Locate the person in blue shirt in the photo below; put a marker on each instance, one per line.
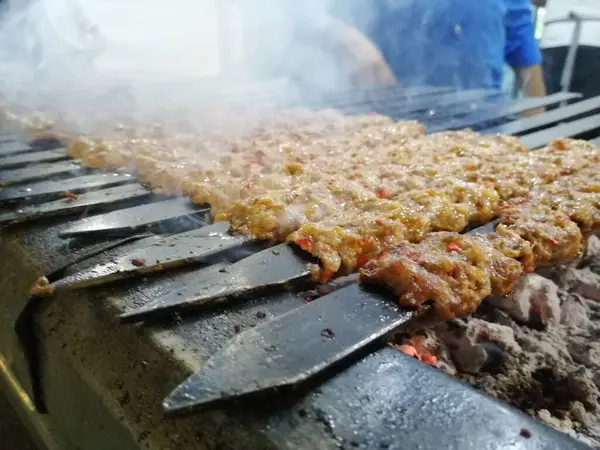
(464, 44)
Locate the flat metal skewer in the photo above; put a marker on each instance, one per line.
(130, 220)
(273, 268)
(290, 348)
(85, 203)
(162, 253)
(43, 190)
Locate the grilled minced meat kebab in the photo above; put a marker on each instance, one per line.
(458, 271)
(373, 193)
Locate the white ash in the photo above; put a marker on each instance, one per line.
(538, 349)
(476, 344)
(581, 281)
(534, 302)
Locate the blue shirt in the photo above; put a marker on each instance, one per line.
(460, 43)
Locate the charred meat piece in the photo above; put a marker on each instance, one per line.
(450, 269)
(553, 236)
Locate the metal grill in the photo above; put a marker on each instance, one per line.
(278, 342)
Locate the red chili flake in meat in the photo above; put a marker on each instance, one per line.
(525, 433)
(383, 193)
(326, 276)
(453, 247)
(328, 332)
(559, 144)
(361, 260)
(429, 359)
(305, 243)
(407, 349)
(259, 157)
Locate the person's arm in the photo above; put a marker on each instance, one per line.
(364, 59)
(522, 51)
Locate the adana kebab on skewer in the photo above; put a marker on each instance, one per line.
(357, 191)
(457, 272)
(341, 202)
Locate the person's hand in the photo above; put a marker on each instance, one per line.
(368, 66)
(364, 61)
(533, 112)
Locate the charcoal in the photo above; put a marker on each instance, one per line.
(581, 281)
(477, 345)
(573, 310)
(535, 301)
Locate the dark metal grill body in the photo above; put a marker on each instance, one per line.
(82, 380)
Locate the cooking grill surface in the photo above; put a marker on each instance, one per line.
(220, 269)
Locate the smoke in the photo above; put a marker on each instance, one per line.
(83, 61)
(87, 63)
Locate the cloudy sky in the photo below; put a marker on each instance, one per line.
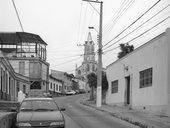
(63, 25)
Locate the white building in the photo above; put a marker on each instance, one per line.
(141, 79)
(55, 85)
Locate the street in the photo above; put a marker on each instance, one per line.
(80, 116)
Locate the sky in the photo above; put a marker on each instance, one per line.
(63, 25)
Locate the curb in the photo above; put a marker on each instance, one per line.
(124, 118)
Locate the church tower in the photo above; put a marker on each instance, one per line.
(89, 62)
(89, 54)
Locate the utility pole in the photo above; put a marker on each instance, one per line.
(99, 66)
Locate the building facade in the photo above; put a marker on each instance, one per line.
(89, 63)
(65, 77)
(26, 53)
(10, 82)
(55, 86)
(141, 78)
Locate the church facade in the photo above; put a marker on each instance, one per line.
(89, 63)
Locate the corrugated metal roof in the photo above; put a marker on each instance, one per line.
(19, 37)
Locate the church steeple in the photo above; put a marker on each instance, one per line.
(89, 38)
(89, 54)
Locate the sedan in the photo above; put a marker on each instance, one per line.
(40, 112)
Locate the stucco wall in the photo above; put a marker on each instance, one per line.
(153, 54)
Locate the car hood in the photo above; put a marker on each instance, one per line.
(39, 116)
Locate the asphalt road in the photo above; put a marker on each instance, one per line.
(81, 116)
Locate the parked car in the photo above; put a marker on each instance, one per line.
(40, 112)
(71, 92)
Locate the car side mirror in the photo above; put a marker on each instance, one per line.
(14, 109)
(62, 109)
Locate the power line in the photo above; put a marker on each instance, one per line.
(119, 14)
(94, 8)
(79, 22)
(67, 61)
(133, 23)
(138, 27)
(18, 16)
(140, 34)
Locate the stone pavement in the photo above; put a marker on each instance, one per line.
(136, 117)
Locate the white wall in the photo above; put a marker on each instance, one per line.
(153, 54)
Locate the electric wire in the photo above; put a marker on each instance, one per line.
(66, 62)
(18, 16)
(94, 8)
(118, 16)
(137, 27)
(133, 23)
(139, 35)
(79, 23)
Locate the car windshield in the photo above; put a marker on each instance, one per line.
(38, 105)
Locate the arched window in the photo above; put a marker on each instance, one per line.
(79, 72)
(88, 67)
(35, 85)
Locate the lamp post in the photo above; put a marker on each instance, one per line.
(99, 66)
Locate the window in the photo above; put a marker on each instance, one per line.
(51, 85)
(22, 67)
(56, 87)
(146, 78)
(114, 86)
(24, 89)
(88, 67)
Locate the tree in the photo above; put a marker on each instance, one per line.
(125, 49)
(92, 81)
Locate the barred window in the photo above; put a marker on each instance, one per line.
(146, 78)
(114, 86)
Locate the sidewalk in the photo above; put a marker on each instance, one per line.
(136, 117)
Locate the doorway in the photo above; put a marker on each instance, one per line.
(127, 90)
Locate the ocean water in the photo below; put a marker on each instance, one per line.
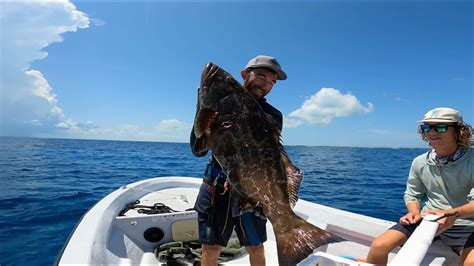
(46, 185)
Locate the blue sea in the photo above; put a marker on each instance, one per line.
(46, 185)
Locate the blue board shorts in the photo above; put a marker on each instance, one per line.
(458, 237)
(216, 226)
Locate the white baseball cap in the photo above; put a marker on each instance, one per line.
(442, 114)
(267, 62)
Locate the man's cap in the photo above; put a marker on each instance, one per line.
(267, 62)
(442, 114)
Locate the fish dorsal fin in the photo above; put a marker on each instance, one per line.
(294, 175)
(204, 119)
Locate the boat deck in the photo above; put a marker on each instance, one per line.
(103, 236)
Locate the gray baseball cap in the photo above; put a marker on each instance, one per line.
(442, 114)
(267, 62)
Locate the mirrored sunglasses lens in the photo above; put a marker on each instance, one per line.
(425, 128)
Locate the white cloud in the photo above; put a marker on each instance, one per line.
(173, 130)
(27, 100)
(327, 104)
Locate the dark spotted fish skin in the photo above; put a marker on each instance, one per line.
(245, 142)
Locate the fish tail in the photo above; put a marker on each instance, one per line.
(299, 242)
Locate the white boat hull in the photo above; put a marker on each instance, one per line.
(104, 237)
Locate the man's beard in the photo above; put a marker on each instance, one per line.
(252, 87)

━━━━━━━━━━━━━━━━━━━━━━━━━━━━━━

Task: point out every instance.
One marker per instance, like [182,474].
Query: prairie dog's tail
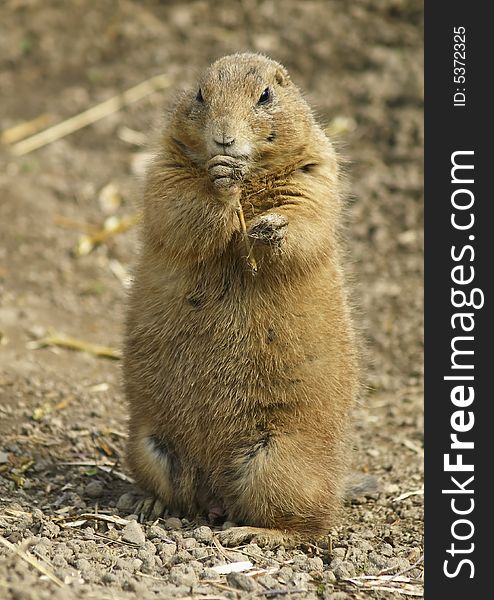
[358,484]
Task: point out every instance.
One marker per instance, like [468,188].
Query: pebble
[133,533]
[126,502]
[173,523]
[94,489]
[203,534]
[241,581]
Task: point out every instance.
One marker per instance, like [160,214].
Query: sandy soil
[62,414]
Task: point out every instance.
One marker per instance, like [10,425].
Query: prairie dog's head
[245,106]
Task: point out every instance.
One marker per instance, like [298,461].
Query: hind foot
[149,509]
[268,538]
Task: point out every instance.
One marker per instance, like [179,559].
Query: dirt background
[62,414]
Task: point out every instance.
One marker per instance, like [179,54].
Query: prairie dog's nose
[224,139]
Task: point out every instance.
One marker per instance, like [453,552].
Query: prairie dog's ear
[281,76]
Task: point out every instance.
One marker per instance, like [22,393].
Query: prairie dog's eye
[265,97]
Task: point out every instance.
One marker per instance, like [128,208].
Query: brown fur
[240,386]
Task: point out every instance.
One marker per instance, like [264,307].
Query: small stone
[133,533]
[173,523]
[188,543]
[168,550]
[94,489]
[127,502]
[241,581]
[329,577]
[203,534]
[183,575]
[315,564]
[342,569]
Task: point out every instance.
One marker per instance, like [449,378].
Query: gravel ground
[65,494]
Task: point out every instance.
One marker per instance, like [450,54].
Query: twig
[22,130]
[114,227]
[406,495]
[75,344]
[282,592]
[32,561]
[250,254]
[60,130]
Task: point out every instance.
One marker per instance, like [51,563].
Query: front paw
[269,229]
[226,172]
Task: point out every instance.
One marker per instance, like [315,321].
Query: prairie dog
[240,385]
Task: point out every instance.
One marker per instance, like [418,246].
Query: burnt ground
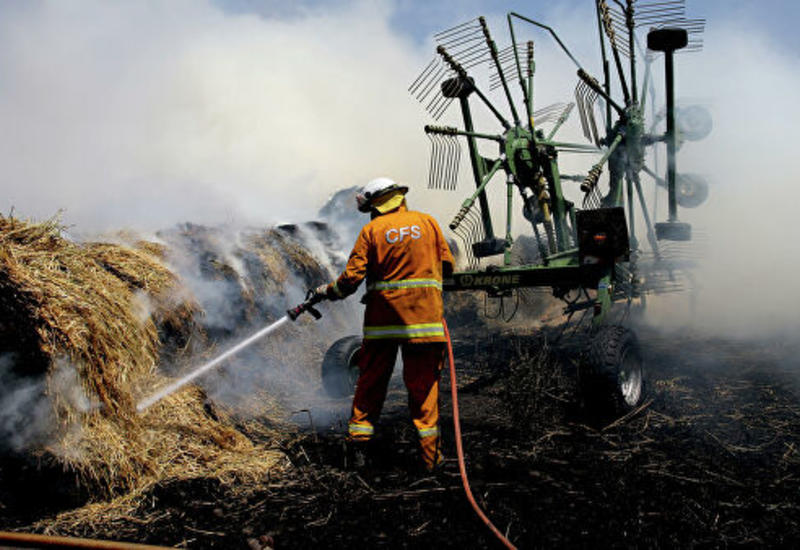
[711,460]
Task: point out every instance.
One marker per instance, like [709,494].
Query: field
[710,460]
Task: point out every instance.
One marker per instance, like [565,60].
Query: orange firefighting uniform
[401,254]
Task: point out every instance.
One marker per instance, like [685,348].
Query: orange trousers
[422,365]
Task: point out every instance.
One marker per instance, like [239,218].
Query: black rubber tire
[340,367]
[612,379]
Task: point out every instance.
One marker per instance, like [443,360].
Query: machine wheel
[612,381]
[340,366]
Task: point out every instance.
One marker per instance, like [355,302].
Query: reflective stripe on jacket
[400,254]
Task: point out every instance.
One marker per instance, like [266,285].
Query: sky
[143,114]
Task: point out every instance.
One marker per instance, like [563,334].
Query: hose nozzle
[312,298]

━━━━━━━━━━━━━━━━━━━━━━━━━━━━━━

Aim of the task |
Return, in full, each line above that contains the word "below".

Solution to the exercise |
Locate the person in blue shirt in the photo below; put a marker on each instance, one per line.
Locate the cloudy sky in the photo below; put a marker on each instance, one per line.
Locate the ocean water in the photo below; put a marker on each instance, one per line.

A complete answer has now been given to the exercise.